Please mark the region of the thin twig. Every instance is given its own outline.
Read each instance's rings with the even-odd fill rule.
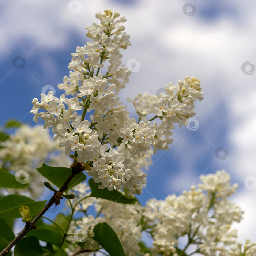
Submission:
[[[77,168],[75,168],[76,169]],[[74,169],[72,169],[72,173],[70,174],[69,176],[67,179],[67,180],[65,182],[64,184],[62,185],[61,187],[59,190],[59,192],[63,192],[64,191],[67,190],[68,188],[68,185],[71,181],[71,180],[78,173],[79,173],[79,172],[77,170],[75,170],[74,171]],[[9,252],[10,250],[12,248],[12,247],[15,245],[21,239],[22,237],[23,237],[29,231],[32,229],[36,228],[34,226],[35,224],[37,223],[37,222],[40,219],[40,218],[46,212],[46,211],[48,210],[49,208],[57,201],[57,198],[54,196],[53,196],[52,198],[50,199],[49,202],[46,204],[45,206],[45,207],[42,209],[41,211],[38,213],[37,215],[35,216],[34,218],[34,219],[30,222],[28,222],[26,223],[25,227],[21,231],[20,233],[18,234],[18,235],[14,238],[14,239],[7,245],[7,246],[0,253],[0,256],[5,256],[8,252]]]

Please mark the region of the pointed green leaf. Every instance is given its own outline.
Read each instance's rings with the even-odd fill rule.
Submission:
[[[117,235],[106,222],[97,224],[93,229],[94,236],[92,237],[111,256],[125,256]]]
[[[52,252],[45,253],[43,256],[67,256],[64,250],[55,250]]]
[[[0,236],[3,236],[5,239],[9,242],[12,241],[15,237],[15,236],[12,232],[12,228],[10,226],[6,220],[4,219],[0,219],[0,227],[1,227]],[[1,238],[0,238],[0,240]],[[2,249],[3,249],[4,248]],[[1,250],[0,251],[1,251]]]
[[[41,167],[37,168],[37,170],[58,188],[61,187],[72,172],[71,168],[52,167],[44,163]],[[76,175],[68,184],[68,189],[83,181],[86,178],[86,176],[83,173]]]
[[[20,123],[18,120],[12,119],[9,120],[5,123],[5,127],[8,128],[9,127],[13,127],[14,128],[18,128],[21,125],[22,123]]]
[[[30,216],[35,217],[43,208],[46,201],[36,202],[19,195],[9,195],[0,200],[0,218],[20,218],[19,209],[26,205],[29,207]]]
[[[48,188],[49,188],[52,191],[55,192],[56,189],[54,189],[51,186],[49,182],[44,182],[44,185]]]
[[[35,236],[41,241],[59,246],[63,234],[60,229],[55,230],[50,227],[50,226],[49,227],[37,226],[36,229],[30,230],[27,236]]]
[[[60,213],[55,218],[54,222],[59,224],[64,230],[67,230],[69,226],[69,221],[68,218],[63,213]],[[59,227],[53,223],[52,225],[53,229],[59,229]]]
[[[23,237],[14,248],[14,256],[40,256],[43,254],[39,240],[35,237]]]
[[[0,236],[0,252],[1,252],[10,243],[11,241],[8,241],[5,237]],[[11,252],[8,252],[7,255],[11,255]]]
[[[135,199],[127,198],[116,190],[113,189],[109,191],[106,188],[103,189],[99,189],[98,188],[99,184],[95,183],[93,179],[90,179],[88,182],[91,190],[91,193],[90,195],[91,197],[106,199],[117,203],[125,204],[130,204],[135,201]]]
[[[74,194],[69,194],[69,195],[64,195],[63,194],[62,196],[65,198],[69,198],[70,199],[75,198],[75,195]]]
[[[0,168],[0,187],[12,188],[25,188],[29,184],[22,184],[16,180],[14,175],[8,171]]]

[TASK TO COMPLETE] Find every line in the items that contains the string "Please", with case counting, and copy each of those lines.

[FULL RESPONSE]
Please mark the region of the thin twig. Every instance is given its own outline.
Please mark the region of the pointed green leaf. Every instance is given its own outline.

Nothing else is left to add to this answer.